*** Begin section ***

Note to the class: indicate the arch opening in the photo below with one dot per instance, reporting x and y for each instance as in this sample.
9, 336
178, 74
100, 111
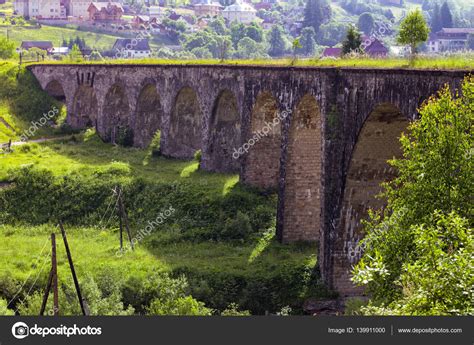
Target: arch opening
185, 136
55, 89
302, 210
116, 117
377, 142
148, 116
263, 161
84, 110
224, 133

*** End section ***

* WHAT THE TASK ASKS *
Extract the full listing above verbatim; pictures are to be left out of the copy.

* PROBLEM SOLUTION *
Note to the class: indicate the arch opening in the photo below with one dot per instance, reporting x and y for each instance as in this sample.
9, 336
178, 74
100, 111
Target: arch opening
185, 136
55, 89
302, 210
116, 117
377, 142
148, 116
263, 161
84, 110
224, 133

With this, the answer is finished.